---------- Text ----------

As the world population continues to increase, climate researchers and innovators have been turning their attention to transforming the global food system. The new focus on sustainable food systems was evident at the Global Climate Action Summit in September, where several organizations announced major funding commitments. The Global Environment Facility launched a $500 million initiative focused on food systems, the single largest program in the organization’s history.

Also at the Global Climate Action Summit, the Rockefeller Institute and the Innovation Institute for Food and Health at the University of California, Davis announced a new initiative called FoodShot Global, which will provide up to $30 million dollars a year in debt or equity funds to global food innovations. Initially, it will focus on soil health, which research has shown could be the key to mitigating the effects of climate change on food production.

“The long-term sustainability of agricultural systems strongly depends on how we use soil,” Michigan State University Foundation Professor Bruno Basso said in a press release about his new study. “Ultimately, soil is the ‘home’ of the plants. If we aren’t caring for the soil, plants and crops are unsheltered and left to deal with climate change on their own.”

----------

- [List of tasks]
A. Please write out the part of the food systems passage between "As the world" and "the organization’s history.", inclusive.
B. Continue the food systems passage with what comes after its last sentence.

---------- Data extract ----------

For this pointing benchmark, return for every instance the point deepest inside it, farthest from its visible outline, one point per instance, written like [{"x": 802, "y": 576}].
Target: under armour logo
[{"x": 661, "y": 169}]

----------

- [Task-by-task answers]
A.
As the world population continues to increase, climate researchers and innovators have been turning their attention to transforming the global food system. The new focus on sustainable food systems was evident at the Global Climate Action Summit in September, where several organizations announced major funding commitments. The Global Environment Facility launched a $500 million initiative focused on food systems, the single largest program in the organization’s history.

B.
Better soil management also means better food security for the 94 percent of smallholder farmers who provide 70 percent of the world’s food supply. Many of these farmers are in low-income countries that bear the brunt of the effects of climate change, which is largely driven by wealthy countries.

Over the next decade, concerted efforts like these to create a sustainable global food system will be critical to meeting the Paris Agreement to limit the global temperature rise to well below 2 degrees Celsius above pre-industrial levels (or 1.5 degrees, if possible) by 2030. That’s because agriculture and livestock are responsible for about a third of global greenhouse gas emissions. Beef cattle, especially, are the largest source of agricultural emissions. According to scientists, hitting the targets could be the difference between manageable and dangerous levels of warming.

Innovative solutions that arise from partnerships and increased funding will also help ensure the world’s growing population is food secure, even amid the dangers of climate change. The U.S. Department of Agriculture is optimistic. It recently projected, based on economic and population growth, that the number of food insecure people in 76 low- and middle-income countries will drop from 782 million to 446 million over the next 10 years. It also estimated that the share of the population that is food insecure in those countries will drop from 21 percent to 10 percent; not to mention, the intensity of food insecurity will decrease by 34 percent.

In order to achieve – or perhaps exceed – those projections, however, communities must increase their resilience to climate change and food systems must become more sustainable and inclusive.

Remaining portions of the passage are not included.